Saved entries |
>>
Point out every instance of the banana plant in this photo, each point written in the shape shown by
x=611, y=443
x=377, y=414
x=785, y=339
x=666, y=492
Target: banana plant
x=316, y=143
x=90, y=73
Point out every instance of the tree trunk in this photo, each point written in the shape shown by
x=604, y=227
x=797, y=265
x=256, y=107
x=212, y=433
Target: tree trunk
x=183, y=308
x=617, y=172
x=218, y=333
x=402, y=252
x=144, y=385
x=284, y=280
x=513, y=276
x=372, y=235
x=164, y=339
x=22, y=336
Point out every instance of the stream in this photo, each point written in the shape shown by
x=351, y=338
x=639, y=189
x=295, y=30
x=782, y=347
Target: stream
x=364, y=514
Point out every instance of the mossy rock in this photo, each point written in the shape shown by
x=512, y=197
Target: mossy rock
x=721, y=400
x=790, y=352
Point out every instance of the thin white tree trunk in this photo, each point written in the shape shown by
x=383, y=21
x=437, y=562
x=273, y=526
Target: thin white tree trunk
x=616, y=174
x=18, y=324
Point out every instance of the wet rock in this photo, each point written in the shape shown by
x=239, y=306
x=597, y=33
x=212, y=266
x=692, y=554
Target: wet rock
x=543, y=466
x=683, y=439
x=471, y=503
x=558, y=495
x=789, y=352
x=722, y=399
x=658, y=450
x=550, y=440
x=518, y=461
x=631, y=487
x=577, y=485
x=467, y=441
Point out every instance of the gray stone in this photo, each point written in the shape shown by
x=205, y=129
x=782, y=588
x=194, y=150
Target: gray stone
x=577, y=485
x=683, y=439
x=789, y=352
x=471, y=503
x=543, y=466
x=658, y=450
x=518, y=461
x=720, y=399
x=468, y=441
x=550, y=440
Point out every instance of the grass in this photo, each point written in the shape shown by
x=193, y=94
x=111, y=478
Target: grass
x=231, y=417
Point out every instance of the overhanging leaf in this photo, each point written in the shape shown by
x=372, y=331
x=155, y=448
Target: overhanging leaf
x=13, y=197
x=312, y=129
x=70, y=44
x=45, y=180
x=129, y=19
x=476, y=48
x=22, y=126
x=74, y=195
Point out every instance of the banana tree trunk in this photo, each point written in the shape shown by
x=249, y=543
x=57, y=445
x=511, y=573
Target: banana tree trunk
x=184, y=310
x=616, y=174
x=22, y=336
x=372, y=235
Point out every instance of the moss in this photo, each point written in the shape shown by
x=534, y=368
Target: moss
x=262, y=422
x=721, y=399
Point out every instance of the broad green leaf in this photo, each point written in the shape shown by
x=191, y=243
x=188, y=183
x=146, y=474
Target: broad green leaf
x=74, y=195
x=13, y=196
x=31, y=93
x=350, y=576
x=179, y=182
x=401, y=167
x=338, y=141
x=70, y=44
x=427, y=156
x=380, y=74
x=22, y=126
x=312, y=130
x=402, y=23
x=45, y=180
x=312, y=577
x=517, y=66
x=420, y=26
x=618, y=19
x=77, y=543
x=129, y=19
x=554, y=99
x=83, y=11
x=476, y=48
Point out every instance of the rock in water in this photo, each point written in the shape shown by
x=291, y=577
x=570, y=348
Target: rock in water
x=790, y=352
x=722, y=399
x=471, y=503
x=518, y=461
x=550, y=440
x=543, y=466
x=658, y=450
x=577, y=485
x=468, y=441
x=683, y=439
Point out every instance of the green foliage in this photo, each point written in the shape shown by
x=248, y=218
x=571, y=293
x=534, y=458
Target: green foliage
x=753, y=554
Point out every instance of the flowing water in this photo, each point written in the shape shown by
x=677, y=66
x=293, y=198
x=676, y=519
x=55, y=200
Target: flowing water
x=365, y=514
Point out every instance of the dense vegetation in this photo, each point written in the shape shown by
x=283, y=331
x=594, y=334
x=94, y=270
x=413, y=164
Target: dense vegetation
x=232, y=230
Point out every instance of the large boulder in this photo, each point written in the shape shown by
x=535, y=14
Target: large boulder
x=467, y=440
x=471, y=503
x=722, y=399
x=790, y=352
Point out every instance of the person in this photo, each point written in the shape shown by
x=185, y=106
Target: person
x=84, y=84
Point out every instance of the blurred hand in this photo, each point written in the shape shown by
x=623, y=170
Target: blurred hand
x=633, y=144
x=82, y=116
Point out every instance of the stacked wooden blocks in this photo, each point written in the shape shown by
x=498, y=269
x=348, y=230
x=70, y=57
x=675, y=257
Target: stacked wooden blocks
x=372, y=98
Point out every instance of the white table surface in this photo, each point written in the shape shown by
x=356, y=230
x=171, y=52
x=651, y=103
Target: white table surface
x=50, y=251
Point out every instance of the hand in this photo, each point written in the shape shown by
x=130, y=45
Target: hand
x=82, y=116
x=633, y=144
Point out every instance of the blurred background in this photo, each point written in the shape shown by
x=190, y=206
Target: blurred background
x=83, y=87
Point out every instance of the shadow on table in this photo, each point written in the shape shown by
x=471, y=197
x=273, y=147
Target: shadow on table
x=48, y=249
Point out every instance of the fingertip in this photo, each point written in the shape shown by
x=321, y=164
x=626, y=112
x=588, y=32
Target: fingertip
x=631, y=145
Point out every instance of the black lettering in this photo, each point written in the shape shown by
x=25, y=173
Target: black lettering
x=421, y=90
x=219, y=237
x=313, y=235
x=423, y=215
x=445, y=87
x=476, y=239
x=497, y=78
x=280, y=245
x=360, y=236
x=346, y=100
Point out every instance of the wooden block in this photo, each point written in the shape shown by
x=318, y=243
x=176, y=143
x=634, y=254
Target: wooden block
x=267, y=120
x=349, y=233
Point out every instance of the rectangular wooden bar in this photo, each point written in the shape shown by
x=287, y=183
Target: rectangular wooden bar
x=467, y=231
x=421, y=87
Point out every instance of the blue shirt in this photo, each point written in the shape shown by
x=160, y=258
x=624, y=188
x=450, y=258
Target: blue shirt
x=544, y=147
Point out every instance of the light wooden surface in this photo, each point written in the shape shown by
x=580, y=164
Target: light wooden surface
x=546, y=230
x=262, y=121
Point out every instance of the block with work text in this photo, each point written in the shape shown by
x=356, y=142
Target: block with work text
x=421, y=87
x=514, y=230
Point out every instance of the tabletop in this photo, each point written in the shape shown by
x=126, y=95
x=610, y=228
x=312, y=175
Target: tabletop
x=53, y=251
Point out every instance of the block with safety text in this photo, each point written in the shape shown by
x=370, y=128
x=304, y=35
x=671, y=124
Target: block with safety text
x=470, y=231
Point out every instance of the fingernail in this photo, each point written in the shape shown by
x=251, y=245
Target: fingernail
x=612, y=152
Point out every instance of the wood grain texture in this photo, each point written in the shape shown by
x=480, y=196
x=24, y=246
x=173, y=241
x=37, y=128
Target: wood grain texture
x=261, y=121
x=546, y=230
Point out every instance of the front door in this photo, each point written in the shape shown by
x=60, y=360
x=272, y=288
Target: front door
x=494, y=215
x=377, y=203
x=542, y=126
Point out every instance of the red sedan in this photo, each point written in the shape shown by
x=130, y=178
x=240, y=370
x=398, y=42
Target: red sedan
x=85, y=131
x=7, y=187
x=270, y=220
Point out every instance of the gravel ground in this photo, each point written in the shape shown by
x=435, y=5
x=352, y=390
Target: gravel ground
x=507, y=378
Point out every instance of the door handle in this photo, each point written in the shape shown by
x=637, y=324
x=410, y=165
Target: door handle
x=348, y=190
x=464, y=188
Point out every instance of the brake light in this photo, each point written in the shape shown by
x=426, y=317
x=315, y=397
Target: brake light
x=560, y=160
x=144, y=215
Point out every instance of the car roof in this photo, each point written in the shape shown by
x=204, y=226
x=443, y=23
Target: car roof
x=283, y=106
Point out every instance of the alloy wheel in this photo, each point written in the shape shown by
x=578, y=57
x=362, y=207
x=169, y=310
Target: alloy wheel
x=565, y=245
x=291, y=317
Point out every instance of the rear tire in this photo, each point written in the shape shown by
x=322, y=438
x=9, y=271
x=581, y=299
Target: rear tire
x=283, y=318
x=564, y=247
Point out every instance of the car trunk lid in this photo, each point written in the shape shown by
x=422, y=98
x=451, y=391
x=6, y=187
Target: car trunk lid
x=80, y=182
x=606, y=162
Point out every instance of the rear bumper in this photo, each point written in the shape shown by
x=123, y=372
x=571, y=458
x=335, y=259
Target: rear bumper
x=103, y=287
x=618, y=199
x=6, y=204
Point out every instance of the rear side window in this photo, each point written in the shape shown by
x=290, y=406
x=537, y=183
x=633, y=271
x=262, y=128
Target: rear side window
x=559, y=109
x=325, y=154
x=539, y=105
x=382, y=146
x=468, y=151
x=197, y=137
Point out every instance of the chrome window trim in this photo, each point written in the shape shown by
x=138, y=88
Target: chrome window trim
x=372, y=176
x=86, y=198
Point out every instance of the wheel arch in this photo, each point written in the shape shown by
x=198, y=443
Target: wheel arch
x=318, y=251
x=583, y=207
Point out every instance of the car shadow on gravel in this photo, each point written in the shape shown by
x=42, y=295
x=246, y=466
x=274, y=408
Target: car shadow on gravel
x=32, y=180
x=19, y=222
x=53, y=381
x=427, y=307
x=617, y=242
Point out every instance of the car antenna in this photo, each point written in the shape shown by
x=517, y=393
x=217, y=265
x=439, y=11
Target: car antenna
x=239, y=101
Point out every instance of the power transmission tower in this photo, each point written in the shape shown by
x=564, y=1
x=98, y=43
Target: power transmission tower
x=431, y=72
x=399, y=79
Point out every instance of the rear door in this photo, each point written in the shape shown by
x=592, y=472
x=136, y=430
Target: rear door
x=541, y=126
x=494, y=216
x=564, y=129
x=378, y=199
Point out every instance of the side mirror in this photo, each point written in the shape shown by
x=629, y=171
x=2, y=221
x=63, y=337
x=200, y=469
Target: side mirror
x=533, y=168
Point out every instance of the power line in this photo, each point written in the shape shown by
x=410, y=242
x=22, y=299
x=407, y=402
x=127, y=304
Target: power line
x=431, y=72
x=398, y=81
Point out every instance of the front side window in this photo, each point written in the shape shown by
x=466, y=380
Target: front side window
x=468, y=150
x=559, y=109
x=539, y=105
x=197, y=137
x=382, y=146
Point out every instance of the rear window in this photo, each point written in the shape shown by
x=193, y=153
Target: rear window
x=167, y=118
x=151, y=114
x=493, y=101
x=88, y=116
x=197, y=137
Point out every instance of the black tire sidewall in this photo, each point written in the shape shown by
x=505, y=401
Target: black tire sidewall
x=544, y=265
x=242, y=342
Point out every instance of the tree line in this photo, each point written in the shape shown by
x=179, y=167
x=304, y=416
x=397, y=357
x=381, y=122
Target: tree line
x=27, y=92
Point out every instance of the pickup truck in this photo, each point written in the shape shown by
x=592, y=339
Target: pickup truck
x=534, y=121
<<
Return word for word the lines above from the line with "Point out every instance of the blurred background" to the line with "Point out every instance of the shadow", including both and leaving out all others.

RESULT OF THIS TASK |
Point out every instance of the blurred background in this photo, each point written in the shape shown by
x=190, y=206
Target: blurred background
x=83, y=87
Point out every instance of the shadow on table in this photo, each point written in the shape shown by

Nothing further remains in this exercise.